GOAL OF THE EXERCISE -> Every record below needs to be retyped exactly as it appears.
***** DATA PROVIDED
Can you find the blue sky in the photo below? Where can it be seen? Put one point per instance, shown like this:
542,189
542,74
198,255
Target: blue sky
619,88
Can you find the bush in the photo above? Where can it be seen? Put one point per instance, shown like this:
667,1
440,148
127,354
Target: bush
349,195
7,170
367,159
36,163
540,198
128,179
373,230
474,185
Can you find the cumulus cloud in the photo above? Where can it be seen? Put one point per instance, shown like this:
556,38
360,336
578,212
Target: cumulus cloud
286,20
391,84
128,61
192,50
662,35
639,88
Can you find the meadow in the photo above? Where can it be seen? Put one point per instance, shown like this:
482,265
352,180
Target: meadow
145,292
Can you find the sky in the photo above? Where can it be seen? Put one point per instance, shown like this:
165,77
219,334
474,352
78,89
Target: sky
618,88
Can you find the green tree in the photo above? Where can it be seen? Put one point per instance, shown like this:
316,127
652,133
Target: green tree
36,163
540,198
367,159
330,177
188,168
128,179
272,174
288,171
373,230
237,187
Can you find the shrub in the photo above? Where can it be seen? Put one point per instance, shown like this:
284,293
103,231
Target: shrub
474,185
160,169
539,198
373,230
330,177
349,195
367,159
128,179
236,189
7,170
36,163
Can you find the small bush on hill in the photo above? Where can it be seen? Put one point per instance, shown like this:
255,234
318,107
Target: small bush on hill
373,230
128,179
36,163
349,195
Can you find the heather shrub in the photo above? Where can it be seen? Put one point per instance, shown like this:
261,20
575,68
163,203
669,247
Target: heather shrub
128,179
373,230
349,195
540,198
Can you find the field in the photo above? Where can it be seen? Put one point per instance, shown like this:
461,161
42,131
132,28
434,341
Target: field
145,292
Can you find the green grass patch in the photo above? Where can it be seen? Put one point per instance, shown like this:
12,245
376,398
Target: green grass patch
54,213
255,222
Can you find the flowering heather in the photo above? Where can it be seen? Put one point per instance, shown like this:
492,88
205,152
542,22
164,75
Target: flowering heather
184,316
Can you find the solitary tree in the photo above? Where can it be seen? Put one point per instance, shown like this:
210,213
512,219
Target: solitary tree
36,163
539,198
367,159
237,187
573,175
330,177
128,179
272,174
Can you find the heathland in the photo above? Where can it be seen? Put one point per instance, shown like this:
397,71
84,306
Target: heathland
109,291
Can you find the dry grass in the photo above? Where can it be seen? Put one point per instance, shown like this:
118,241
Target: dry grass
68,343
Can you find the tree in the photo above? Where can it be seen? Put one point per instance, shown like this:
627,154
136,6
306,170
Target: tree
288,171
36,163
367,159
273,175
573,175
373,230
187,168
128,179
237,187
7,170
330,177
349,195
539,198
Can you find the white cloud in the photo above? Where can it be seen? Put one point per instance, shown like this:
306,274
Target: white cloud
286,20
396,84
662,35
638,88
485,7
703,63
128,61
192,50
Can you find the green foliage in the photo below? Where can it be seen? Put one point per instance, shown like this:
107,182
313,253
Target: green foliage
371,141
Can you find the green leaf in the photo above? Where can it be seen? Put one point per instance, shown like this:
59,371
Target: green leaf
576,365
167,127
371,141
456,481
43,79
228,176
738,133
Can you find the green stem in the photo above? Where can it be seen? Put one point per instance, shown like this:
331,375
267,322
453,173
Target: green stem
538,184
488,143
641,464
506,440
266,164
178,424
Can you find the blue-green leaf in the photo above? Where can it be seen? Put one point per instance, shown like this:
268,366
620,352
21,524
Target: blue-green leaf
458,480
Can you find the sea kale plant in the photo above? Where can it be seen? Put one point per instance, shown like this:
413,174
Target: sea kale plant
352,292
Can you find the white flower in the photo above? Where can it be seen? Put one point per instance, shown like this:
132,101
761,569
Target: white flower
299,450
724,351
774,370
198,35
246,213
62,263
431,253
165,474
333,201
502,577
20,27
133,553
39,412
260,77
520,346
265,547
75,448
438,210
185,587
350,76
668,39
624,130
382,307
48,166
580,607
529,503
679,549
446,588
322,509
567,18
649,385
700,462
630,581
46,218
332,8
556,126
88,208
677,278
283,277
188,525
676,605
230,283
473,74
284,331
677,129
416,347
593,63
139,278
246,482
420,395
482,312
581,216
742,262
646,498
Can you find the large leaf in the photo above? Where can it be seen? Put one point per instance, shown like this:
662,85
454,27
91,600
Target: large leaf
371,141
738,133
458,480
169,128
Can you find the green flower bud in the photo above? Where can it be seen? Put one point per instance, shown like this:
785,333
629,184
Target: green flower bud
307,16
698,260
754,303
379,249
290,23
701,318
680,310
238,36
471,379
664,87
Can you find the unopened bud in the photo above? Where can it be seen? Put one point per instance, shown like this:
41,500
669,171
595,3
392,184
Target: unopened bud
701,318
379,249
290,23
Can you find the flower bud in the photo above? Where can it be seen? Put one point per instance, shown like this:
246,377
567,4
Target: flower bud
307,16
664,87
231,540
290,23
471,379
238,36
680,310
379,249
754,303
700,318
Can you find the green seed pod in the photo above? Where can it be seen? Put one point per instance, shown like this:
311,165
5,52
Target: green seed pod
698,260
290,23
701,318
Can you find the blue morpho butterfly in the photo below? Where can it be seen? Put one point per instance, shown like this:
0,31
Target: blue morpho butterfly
**********
PROBLEM SOLUTION ->
Can you find the blue sky in the photo below? Where can it be seen? Put one point per instance, shown like this:
542,189
542,74
198,255
Target: blue sky
619,88
Can you find the bush in the photo above? Where can it be seen? Put one point per instance, shown like this:
667,1
440,148
127,354
Target: bush
349,195
7,170
367,159
36,163
540,198
128,179
373,230
474,185
Can you find the cumulus cloud in the photo above? Where can it be seen? Put one point per instance, shown like this:
556,38
360,336
578,212
Target: cumulus cloud
286,20
391,84
128,61
192,50
662,35
639,88
Can you find the meadow in the photo above? Where can it be seen? Put one point per instance, shown like this:
482,265
352,180
Target: meadow
145,292
Can you find the sky in the photo above? Where can it be seen? Put one point per instance, shown like this:
165,77
219,334
474,352
78,89
Target: sky
618,88
Can you find the green tree in the photo above? Where can it be seen? Put one point per instance, shown like this:
316,127
652,133
Target: green tree
36,163
540,198
367,159
330,177
188,168
128,179
272,174
288,171
373,230
237,187
Can you find the shrub in the photo above? Where can it be seen? Put one point per instance, shown like this:
284,293
103,231
Target: shrub
474,185
160,169
539,198
373,230
330,177
349,195
367,159
128,179
236,189
7,170
36,163
Can you find the small bush on hill in the photo above? Where can it be seen? Put one point per instance, shown like this:
255,234
318,107
Target: small bush on hill
373,230
128,179
36,163
349,195
Can you find the heather shrub in the photo above? Where can it be seen? Put one point per instance, shown like this:
261,20
575,68
163,203
669,247
Target: heather shrub
128,179
373,230
349,195
540,198
Can you find the field in the photo above? Where can it be seen? Put one point per instance, shown like this:
461,161
42,131
132,28
434,341
Target: field
145,292
Can you find the green grass patch in the photo above? Where can it be seen? Put one point per instance, shown like this:
12,245
376,398
Target: green grass patch
54,213
255,222
Can you find the flowering heather in the photo above? Where can it be seen? Put one point per instance, shown like this:
492,88
205,152
542,22
164,75
Target: flowering heather
184,316
Can you find the solitary tree in the photo above? Where can it be seen? Put one point per instance, shown like this:
210,213
512,219
Target: solitary tree
36,163
539,198
367,159
237,187
573,175
330,177
128,179
272,174
Can you find the heathland in the photo above? Where can it be seen? Put one point per instance, shown like this:
397,71
84,306
Target: heathland
109,291
Can you find the dry grass in the photo above? Where can it be seen? Put one point per instance, shown like this:
118,241
Target: dry grass
68,343
Can you find the tree in the photo above? Where can it be seen? Put one point per instance, shown like this:
627,154
136,6
306,170
Target: tree
288,171
36,163
367,159
273,175
573,175
373,230
187,168
128,179
237,187
7,170
330,177
349,195
539,198
Can you find the white cloud in the photo above? Where can it be seen? Put one point per instance, shown like this:
306,274
Target: white cloud
286,20
396,84
662,35
638,88
485,7
703,63
128,61
192,50
Can you find the green foliage in the photo below? Where can it be seen? Put one point per instance, shown like this:
107,182
313,253
Target: green foliage
371,141
Can you find the green leaf in the photo above? Where can it be seen? Put one point per instance, shown like this:
59,371
Target: green leaf
576,365
167,127
371,141
456,481
43,79
228,176
738,133
Can you find the green stem in the photo above? Where can it be seen? Put one point per instance, shown like this:
331,375
267,322
453,173
Target: green stem
538,184
488,143
641,464
506,440
266,164
178,424
Can you find the blue-green leaf in the photo above? Where can it be seen? Put one point per instance, shown like this:
268,366
620,352
21,524
Target: blue-green leaf
458,480
Can you find the sea kale plant in the photo above? Where can it be seen? Put one point per instance, shown like this:
413,174
Target: sea kale plant
352,292
Can you find the white flower in the photo above? Where can it be seen? Put one point per instance, shown like this:
132,101
761,569
Target: white flower
299,450
724,351
774,370
198,35
246,213
62,263
431,253
165,474
333,201
502,577
20,27
133,553
39,412
260,77
520,346
265,547
75,448
438,210
185,587
350,76
668,39
624,130
382,307
48,166
580,607
529,503
679,549
446,588
322,509
567,18
649,385
700,462
630,581
46,218
332,8
556,126
88,208
677,278
283,277
188,525
676,605
230,283
473,74
284,331
677,129
416,347
593,63
139,278
246,482
420,395
482,312
581,216
742,262
646,498
Can you find the large leaf in the photo above? Where can it be seen? Put one point per instance, shown like this:
662,85
454,27
91,600
Target: large leaf
371,141
738,133
458,480
169,128
Can you find the green flower bud in the photo above? Where can it be seen? Put one point per instance, shown like this:
785,333
629,184
Target: green flower bud
307,16
698,260
754,303
379,249
290,23
701,318
680,310
238,36
471,379
664,87
Can you find the unopened bud in the photo above? Where can it be seen? Put one point per instance, shown like this:
41,500
669,171
595,3
392,184
Target: unopened bud
701,318
379,249
290,23
Can you find the flower bud in the photo above? Where can it be seen? Put one point per instance, shown like this:
246,377
567,4
Target: flower bud
307,16
664,87
231,540
290,23
471,379
238,36
680,310
379,249
754,303
700,318
Can you find the green seed pod in the photo above? Where can it be seen? Put one point per instance, shown like this:
311,165
5,52
Target: green seed pod
698,260
290,23
701,318
Can you find the blue morpho butterfly in the photo below? Where can it be seen? Put one point per instance, shown like this:
0,31
Target: blue morpho butterfly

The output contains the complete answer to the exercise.